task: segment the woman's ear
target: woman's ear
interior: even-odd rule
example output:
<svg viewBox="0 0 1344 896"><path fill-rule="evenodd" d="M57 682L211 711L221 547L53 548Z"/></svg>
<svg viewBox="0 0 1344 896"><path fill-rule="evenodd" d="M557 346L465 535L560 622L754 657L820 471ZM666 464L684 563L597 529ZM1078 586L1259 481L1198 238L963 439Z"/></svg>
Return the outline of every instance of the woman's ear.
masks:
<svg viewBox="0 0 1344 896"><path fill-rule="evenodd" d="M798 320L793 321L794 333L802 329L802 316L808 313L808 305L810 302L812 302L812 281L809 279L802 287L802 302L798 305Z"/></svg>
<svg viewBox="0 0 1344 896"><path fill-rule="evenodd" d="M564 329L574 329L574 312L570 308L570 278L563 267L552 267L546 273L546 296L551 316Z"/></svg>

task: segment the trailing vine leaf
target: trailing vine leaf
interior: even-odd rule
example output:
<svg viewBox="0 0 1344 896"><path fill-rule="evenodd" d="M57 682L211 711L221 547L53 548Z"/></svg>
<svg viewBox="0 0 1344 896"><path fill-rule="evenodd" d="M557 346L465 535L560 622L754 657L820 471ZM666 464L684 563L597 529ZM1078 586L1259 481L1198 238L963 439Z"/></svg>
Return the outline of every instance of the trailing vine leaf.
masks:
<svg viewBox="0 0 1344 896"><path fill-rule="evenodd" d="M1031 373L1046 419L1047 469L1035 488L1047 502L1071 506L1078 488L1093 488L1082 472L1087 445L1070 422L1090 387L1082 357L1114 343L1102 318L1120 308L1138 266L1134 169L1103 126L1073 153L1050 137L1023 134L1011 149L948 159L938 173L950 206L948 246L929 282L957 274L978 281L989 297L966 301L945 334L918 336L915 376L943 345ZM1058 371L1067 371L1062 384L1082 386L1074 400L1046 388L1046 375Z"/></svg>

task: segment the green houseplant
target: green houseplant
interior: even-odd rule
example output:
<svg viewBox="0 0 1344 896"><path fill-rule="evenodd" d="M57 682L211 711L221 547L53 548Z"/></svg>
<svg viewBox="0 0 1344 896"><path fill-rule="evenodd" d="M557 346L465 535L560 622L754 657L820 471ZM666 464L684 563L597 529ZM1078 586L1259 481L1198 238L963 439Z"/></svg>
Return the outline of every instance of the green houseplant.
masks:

DO THIS:
Render the listing above as a numbered list, from its first line through the line containing "329L574 329L574 312L570", including both ends and omitting any blank lines.

TASK OUTPUT:
1. task: segment the woman's ear
2. target: woman's ear
3. interior: even-odd rule
4. example output:
5. <svg viewBox="0 0 1344 896"><path fill-rule="evenodd" d="M57 682L211 711L221 547L53 548Z"/></svg>
6. <svg viewBox="0 0 1344 896"><path fill-rule="evenodd" d="M557 346L465 535L560 622L754 657L820 471ZM666 464L684 563L597 529ZM1078 586L1259 481L1198 238L963 439Z"/></svg>
7. Return the outline of every instance of the woman's ear.
8. masks:
9. <svg viewBox="0 0 1344 896"><path fill-rule="evenodd" d="M798 320L793 321L794 333L802 329L802 316L808 313L808 305L810 302L812 302L812 281L809 279L802 287L802 302L798 305Z"/></svg>
10. <svg viewBox="0 0 1344 896"><path fill-rule="evenodd" d="M564 329L574 329L574 312L570 308L570 278L563 267L552 267L546 273L546 296L551 316Z"/></svg>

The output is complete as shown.